André Sztutman

Carlos Monroy

Bhagavan David Barki

Leonardo Stroka

Sári Ember

Suiá Ferlauto

Tchelo

Posted by caramelo77 on

Bhagavan David – Ruminar

2015, 2016

TEXTO (POR) :

Luisa Duarte

A nossa experiência do tempo na atualidade é aquela da aceleração. Vivemos como reféns de um presente interminável cujo futuro nunca chega, pois há sempre mais a se fazer. Difícil é nos mantermos atentos no presente. Atentos ao que passa desapercebido ao nosso redor, pois sutil, bem como termos a capacidade de experimentar aquilo que temos de mais precioso, o tecido de nossas vidas: o tempo. Tudo hoje conspira para nos roubar o tempo, parece que vivemos em uma corrida frenética cujo norte é sempre mais além. Em certos momentos a arte pode ter a capacidade de restaurar certas experiências banalizadas pelo modos operandi cotidiano experimentado nas grandes cidades, este que nos diz diariamente: corra, seja produtivo, faça, aconteça, ganhe tempo, não desperdice.

No mundo de hoje o corte mais radical com tal aceleração possui como reduto espaços distantes dos centros urbanos, áreas rurais nas quais necessariamente o tempo dilata, a natureza e seus ciclos comandam as ações e a desconexão com os aparatos tecnológicos nos ancoram às horas na espessura contida em cada minuto.

**Instrução escrita 1:**
Reproduza fielmente, nos registros, as linhas que começam na que contém "Trace the outline of every instance of the rocky" e vão até o final dos registros, incluídas ambas as extremidades. Não inclua a imagem na resposta.

**Trecho do conjunto de dados:**

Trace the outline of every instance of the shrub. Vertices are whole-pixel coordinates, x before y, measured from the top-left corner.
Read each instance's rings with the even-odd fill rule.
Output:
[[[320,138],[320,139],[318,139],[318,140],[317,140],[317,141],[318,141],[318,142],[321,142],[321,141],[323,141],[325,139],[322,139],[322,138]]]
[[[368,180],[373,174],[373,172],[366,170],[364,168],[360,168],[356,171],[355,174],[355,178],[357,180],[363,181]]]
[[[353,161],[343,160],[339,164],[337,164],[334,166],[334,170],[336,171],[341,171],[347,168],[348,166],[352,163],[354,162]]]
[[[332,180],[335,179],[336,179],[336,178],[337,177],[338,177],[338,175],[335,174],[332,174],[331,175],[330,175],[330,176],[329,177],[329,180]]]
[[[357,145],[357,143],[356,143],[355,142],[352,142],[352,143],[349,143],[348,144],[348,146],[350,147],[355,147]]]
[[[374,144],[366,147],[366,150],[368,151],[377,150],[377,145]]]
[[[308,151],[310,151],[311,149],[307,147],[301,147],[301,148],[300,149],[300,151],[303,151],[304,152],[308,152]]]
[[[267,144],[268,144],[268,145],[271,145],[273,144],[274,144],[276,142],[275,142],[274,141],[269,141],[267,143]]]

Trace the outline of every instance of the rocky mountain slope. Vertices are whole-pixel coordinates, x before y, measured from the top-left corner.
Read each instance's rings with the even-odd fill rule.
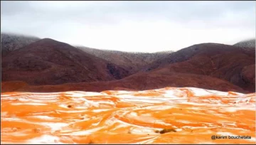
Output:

**Instrução escrita 2:**
Reescreva de forma mais concisa o parágrafo do trecho sobre a aceleração do tempo que começa com "No mundo de hoje", preservando seus fatos principais.

**Resposta escrita 1:**
Trace the outline of every instance of the rocky mountain slope. Vertices are whole-pixel coordinates, x before y, measured from the top-left corner.
Read each instance's rings with the even-odd fill rule.
Output:

**Resposta escrita 2:**
Hoje, a ruptura mais radical com a aceleração tem refúgio em espaços afastados dos centros urbanos. Nas áreas rurais, o tempo se dilata e a natureza e seus ciclos comandam as ações. A desconexão dos aparatos tecnológicos nos ancora às horas, na espessura de cada minuto.